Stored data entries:
- - -
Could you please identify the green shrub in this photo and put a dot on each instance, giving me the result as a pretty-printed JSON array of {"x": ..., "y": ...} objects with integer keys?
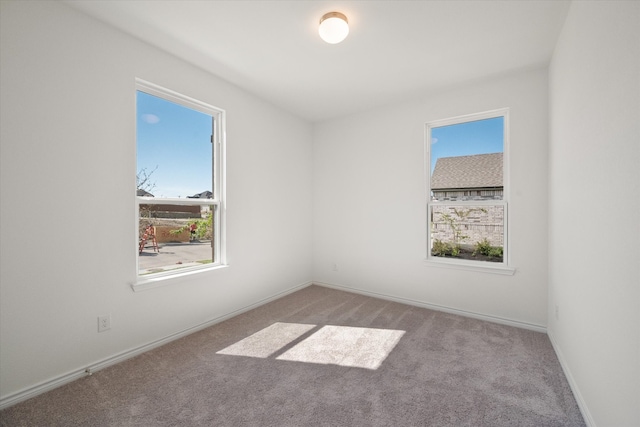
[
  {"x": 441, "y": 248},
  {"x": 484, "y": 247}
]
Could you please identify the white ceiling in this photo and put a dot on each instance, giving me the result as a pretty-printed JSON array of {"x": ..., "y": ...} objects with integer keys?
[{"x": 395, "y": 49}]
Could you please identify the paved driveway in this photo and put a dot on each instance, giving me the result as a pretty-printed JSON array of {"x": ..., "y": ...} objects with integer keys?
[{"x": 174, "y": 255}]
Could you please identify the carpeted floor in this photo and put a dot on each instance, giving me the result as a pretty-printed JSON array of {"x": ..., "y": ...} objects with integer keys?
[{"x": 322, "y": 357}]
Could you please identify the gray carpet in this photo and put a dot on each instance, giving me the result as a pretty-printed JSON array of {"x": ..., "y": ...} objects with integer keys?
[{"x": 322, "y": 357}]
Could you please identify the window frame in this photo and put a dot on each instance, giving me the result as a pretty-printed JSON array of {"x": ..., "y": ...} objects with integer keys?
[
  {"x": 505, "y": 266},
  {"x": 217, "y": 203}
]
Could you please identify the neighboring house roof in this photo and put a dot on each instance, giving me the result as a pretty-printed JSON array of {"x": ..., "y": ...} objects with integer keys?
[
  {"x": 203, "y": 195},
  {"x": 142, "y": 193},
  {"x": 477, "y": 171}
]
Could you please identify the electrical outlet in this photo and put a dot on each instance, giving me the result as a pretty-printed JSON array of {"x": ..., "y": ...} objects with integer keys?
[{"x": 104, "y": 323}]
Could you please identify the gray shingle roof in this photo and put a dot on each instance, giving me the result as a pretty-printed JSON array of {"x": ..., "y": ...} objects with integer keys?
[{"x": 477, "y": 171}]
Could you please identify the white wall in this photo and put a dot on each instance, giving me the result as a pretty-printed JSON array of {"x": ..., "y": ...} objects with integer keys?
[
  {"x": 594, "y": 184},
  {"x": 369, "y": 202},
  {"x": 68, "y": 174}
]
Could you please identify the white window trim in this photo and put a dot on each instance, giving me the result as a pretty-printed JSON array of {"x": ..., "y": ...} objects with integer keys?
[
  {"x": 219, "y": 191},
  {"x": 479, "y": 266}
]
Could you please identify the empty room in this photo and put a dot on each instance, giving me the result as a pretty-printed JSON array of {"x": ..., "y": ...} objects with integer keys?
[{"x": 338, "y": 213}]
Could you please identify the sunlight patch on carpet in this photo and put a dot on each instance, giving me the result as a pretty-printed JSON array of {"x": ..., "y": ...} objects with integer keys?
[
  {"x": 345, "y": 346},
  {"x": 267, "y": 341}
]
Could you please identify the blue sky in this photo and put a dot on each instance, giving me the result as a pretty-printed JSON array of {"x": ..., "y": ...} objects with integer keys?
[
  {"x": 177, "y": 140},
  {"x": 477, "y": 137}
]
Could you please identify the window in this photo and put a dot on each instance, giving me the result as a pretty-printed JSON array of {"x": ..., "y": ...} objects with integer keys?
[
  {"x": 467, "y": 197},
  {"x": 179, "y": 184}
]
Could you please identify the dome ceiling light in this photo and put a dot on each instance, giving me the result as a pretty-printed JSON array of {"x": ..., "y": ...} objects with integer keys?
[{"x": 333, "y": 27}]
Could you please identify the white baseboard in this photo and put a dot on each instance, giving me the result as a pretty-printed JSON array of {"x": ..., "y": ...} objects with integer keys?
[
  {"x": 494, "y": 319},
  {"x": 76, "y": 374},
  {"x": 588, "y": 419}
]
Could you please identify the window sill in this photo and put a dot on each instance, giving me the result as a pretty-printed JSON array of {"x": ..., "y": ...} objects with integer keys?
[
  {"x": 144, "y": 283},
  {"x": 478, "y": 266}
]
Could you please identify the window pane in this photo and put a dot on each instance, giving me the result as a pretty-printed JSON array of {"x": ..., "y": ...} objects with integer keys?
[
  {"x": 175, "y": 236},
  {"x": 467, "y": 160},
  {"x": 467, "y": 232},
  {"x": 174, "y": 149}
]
- - -
Output all entries unchanged; skip the pictures.

Could you please identify the green shrub in this photo and put a dot on each instance, giving me the result as a pretty-printed JSON array of {"x": ..., "y": ...} objects with integer keys?
[
  {"x": 441, "y": 248},
  {"x": 484, "y": 247}
]
Could you please identify the white ceiling in this photo and put a dot on each instance, giving me the result as a pretty-printed JSON array of {"x": ..., "y": ...} objects with integer keys?
[{"x": 395, "y": 49}]
Could you please identify the paved driveway in this photo and put a dot on each instance, giving me the result as a pretty-printed JSON array of {"x": ..., "y": ...} objects with integer keys?
[{"x": 174, "y": 255}]
Could you please identify the carpeted floor in this photo and put a dot on each instance, giving me the result as a pretty-printed JSON array of {"x": ..., "y": ...} objects with integer keys?
[{"x": 322, "y": 357}]
Could you please identify the gray carpet in this photo and put a dot on each instance, giving me the result as a pretty-printed JSON array of {"x": ..., "y": ...} objects with integer keys?
[{"x": 322, "y": 357}]
Could you please identify the window frame in this photo and put a dot on each instance, giving me the result as a pretty-printed JSON array of {"x": ..., "y": ...} objects with integer keys?
[
  {"x": 505, "y": 266},
  {"x": 217, "y": 203}
]
Could you please identify the neighboring house roof in this photo and put a dot on each instance, giving me the result as a pretty-printed JSON array of {"x": ..., "y": ...} objects with integer keys?
[
  {"x": 203, "y": 195},
  {"x": 142, "y": 193},
  {"x": 477, "y": 171}
]
Could you please identify the electrical outlet in this photo and put a dot on each instance, giving me the result as a pretty-printed JSON array of {"x": ..., "y": ...} objects with integer keys?
[{"x": 104, "y": 323}]
Could you please identify the gray shingle roof in this photo and put a dot on each instance, giving me the result as a pretty-printed JSON array of {"x": ..., "y": ...} objects with integer keys?
[{"x": 477, "y": 171}]
Could you please identify the white wall in this photo and put a dot on each instance, giving me the result as a pretty-printed JSON array of {"x": ..., "y": ...} objects with integer keys?
[
  {"x": 594, "y": 184},
  {"x": 369, "y": 202},
  {"x": 68, "y": 174}
]
Could you please identify the white window trim in this photo and put a dot on each instance, giving me the result as a pretty-printed JSON array of {"x": ..., "y": ...} objects with integer keys?
[
  {"x": 219, "y": 191},
  {"x": 479, "y": 266}
]
Could you please identify the empty room in this photo and put a dot on each instance, giving me the result as a pretty-printed JSON array of {"x": ..., "y": ...} objects with integer keys?
[{"x": 338, "y": 213}]
Could you please identify the sunlight patch on carpet in this photo and put a dot on each instance, giving me the result as a pretty-printed JSON array of {"x": ..., "y": ...} objects with integer keys?
[
  {"x": 345, "y": 346},
  {"x": 267, "y": 341}
]
Could you please identify the blue sky in this photo and put a dot on each instance, giving me the result as a pretty-printed JSON array of {"x": ..., "y": ...} objects with integer keys?
[
  {"x": 177, "y": 140},
  {"x": 477, "y": 137}
]
Could you please identify the window in this photo and put a dot on each instance, giving me the result as a pretty-printed JSON array of {"x": ..., "y": ...} objects with integer keys?
[
  {"x": 467, "y": 197},
  {"x": 179, "y": 184}
]
Could you please identify the dome ceiling light in this photo and put a dot on each instance, giving me the result as a pretty-printed JSON array of {"x": ..., "y": ...} objects with integer keys?
[{"x": 333, "y": 27}]
Could you please identify the white baseboard in this photo and put a dot on each instance, giving me the result as a pretty-printed JSON array of {"x": ..., "y": ...} objects with integer keys?
[
  {"x": 494, "y": 319},
  {"x": 76, "y": 374},
  {"x": 588, "y": 419}
]
Could you please identify the window sill in this photo and put a dot on each instance, giving me the result as a pretty-printed JSON array of {"x": ..., "y": ...} objects with integer keys?
[
  {"x": 144, "y": 283},
  {"x": 478, "y": 266}
]
Could you please identify the window pane in this photo and put a dot on each instance, giving me the result as a pretty-printed JSON array of {"x": ..., "y": ...} objects with integer keys?
[
  {"x": 175, "y": 236},
  {"x": 467, "y": 160},
  {"x": 467, "y": 232},
  {"x": 174, "y": 149}
]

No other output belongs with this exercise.